#### [Job]
Transcribe each record below word for word.
** start Listed records **
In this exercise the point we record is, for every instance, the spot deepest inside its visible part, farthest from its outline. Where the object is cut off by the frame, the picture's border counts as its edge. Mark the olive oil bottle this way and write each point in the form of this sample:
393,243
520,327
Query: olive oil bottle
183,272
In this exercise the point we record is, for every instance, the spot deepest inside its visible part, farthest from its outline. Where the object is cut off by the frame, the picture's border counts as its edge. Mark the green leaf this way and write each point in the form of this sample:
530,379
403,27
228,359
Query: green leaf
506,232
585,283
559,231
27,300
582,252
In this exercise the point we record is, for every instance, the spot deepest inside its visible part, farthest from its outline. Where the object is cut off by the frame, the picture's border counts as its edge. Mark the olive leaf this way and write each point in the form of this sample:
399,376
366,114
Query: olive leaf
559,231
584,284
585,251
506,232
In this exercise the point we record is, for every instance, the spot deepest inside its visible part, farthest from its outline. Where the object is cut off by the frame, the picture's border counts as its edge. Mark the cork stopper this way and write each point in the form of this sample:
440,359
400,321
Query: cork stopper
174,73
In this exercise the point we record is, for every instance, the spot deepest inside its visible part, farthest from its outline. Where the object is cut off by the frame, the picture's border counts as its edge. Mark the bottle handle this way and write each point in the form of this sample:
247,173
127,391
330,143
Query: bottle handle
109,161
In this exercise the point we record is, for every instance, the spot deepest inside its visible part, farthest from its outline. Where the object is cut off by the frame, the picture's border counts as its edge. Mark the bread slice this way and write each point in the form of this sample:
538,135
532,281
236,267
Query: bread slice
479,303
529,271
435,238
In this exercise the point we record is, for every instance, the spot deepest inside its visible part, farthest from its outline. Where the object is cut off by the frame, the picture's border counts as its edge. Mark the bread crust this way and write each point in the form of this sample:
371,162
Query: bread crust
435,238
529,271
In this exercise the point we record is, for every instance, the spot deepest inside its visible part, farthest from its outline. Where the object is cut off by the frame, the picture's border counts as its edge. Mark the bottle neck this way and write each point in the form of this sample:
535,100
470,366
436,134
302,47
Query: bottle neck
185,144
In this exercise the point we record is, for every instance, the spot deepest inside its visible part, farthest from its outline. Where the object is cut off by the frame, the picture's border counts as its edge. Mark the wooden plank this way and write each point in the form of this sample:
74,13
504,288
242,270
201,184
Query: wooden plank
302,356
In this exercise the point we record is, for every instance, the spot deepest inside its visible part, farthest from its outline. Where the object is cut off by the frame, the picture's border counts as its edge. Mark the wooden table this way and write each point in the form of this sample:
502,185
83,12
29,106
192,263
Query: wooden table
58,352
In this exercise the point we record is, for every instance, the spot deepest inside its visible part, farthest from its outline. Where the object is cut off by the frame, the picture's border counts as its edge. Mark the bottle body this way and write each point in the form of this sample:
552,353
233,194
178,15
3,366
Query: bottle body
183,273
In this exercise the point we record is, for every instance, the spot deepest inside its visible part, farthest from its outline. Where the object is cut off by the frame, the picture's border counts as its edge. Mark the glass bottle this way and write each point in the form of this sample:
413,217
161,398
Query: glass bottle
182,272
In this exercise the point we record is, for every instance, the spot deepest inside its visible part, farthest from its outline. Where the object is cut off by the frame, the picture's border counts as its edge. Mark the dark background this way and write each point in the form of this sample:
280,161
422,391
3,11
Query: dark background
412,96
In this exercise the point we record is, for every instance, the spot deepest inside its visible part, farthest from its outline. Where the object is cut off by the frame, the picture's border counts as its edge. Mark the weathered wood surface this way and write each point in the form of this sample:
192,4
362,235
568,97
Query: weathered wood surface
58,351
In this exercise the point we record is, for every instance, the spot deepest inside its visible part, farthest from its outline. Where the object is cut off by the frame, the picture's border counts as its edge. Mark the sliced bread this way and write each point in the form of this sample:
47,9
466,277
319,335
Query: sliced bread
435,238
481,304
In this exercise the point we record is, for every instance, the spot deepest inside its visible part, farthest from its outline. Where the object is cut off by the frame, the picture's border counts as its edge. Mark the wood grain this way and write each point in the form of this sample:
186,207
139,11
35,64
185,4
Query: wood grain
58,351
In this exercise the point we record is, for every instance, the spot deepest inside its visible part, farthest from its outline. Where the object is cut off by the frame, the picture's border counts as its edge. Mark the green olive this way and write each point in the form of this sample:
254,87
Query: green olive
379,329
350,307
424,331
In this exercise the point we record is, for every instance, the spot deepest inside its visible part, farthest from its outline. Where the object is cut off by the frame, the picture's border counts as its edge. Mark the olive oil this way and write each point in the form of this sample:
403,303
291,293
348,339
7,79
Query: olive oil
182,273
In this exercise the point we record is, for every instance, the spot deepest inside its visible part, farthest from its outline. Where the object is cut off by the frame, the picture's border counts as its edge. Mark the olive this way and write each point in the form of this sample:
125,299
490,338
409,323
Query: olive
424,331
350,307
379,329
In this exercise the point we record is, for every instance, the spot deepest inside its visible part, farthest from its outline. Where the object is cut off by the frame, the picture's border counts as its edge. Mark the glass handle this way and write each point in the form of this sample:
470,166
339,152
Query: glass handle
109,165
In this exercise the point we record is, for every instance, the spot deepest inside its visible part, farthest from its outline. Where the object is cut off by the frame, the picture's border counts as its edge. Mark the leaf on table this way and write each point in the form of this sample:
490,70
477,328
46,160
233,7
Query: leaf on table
** end Listed records **
#### [Written solution]
In this exercise the point we record is, for every instance, the spot deepest inside its visible part, farthest from its outline. Where the object is cut off by the frame, the picture's border counts as its edge. Mark the olive oil bottle this way and write each point in the form of this sample:
393,243
520,327
Query: olive oil bottle
183,272
In this exercise the point we record is, for every instance, the spot deepest inside its visible part, farthest from its outline. Where the object is cut off by the frame, the picture's border counts as its edge. Mark the green leaf this way and write each point in the form of this sample:
530,379
403,27
228,359
Query: green leaf
506,232
585,283
559,231
27,300
582,252
In this exercise the point we record is, for every instance, the spot deepest inside its visible part, farthest from its outline. Where the object is cut off by the frame, the picture's border counts as its edge. Mark the olive leaf this way and write each point in the form of this sample:
399,376
366,114
Query: olive leaf
559,231
584,284
585,251
506,232
In this exercise the point we record is, for every instance, the spot deepest inside its visible part, farthest from its outline. Where the object is cut off by the frame, the picture's border counts as its edge. Mark the cork stopper this way and write each point in the form of this sample:
440,359
400,321
Query: cork stopper
174,73
In this exercise the point we record is, for every instance, the spot deepest inside its visible part, farthest from its outline. Where the object is cut off by the frame, the picture's border counts as its edge. Mark the bottle handle this way and write each point in the form of this sample:
247,173
127,391
330,143
Query: bottle handle
109,161
In this exercise the point we record is, for every instance, the spot deepest inside its visible part, farthest from its outline. Where the object is cut off by the frame, the picture's border counts as its edge. Mark the bread slice this way and write each point in the form of this sample:
538,135
532,281
236,267
Query: bread slice
479,303
529,271
435,238
In this exercise the point we record is, for every instance, the spot deepest inside its visible part, farthest from its outline. Where the object is cut off by the frame, the picture's border counts as its edge. Mark the bread crust this way and write each point in the form of this sample:
371,162
Query: bread crust
435,238
529,271
In this exercise the point we record is, for every instance, the spot deepest inside its visible part, farthest from its outline. Where the object is cut off by the frame, the picture's border counts as its edge. Mark the bottle neck this way and write each point in the form of this sample:
535,100
470,366
436,134
302,47
Query: bottle neck
185,144
In this exercise the point we record is, for every instance, the spot deepest inside its visible part, farthest from its outline. Where the object is cut off by the frame, the picture's border counts as its edge. Mark the wooden plank this way and write each point in the form of this sample:
74,13
504,288
242,270
201,184
Query: wooden plank
302,356
In this exercise the point we record is, for every instance, the spot deepest inside its visible part, farthest from its outline. Where the object is cut off by the frame, the picture's border counts as its edge. Mark the wooden table this way and write each point in the form of this sample:
502,185
83,12
29,106
192,263
Query: wooden table
58,352
In this exercise the point we record is, for every instance, the spot deepest inside its visible part, farthest from its outline. Where the object is cut off by the frame, the picture's border counts as its edge. Mark the bottle body this way and write each point in the form of this sample:
552,353
233,194
178,15
3,366
Query: bottle body
183,273
In this exercise the point we record is, for every instance, the spot deepest inside its visible part, farthest from its outline. Where the object is cut off by the frame, the picture's border counts as its edge. Mark the glass bottle this way and write each point in the form of this sample:
413,217
161,398
Query: glass bottle
182,272
In this exercise the point we record is, for every instance, the spot deepest inside its visible part, farthest from its outline. Where the object is cut off by the frame, the picture's border counts as its edge. Mark the dark background this way and write each point in the form of this sample:
280,161
422,391
3,11
Query: dark background
412,96
In this exercise the point we record is, for every instance, the spot deepest inside its visible part, farthest from its outline. Where the object is cut off by the frame, the picture's border counts as its edge. Mark the weathered wood surface this way and write each point in the form of this sample:
192,4
362,235
568,97
Query: weathered wood surface
58,351
In this exercise the point we record is, for every instance, the spot deepest inside its visible part, farthest from its outline. Where the object is cut off by the frame, the picture's border counts as its edge. Mark the sliced bread this way and write each point in the form of this sample:
47,9
466,277
319,335
Query: sliced bread
435,238
481,304
In this exercise the point we record is, for every instance, the spot deepest inside its visible part, farthest from its outline. Where the object is cut off by the frame, the picture's border counts as its edge. Mark the wood grain this way and write each point in the form of this sample:
186,207
139,11
35,64
185,4
Query: wood grain
58,351
In this exercise the point we record is, for every instance, the spot deepest inside its visible part, farthest from its outline. Where the object is cut off by the frame, the picture's border counts as its edge. Mark the green olive this way and write each point in the form of this sample:
254,87
Query: green olive
379,329
350,307
424,331
In this exercise the point we record is, for every instance, the spot deepest inside its visible part, farthest from its outline. Where the object is cut off by the frame, the picture's border counts as its edge. Mark the olive oil this way and write each point in the form of this sample:
403,303
291,293
348,339
7,79
Query: olive oil
182,273
In this exercise the point we record is, for every instance, the spot deepest inside its visible part, farthest from its outline. Where the object is cut off by the frame, the picture's border counts as its edge. Mark the olive this way and write each point in the form of this sample:
125,299
490,338
409,323
Query: olive
424,331
350,307
379,329
In this exercise the point we record is, for every instance, the spot deepest inside its visible part, farthest from its outline. Where the object is cut off by the frame, the picture's border counts as its edge. Mark the glass handle this way and write each point in the form of this sample:
470,166
339,152
Query: glass handle
109,165
In this exercise the point we record is, for every instance, the spot deepest inside its visible part, farthest from its outline. Where the object is cut off by the frame, the picture's border counts as its edge. Mark the leaf on table this way and write each point in the form of this sample:
490,70
477,328
46,160
233,7
Query: leaf on table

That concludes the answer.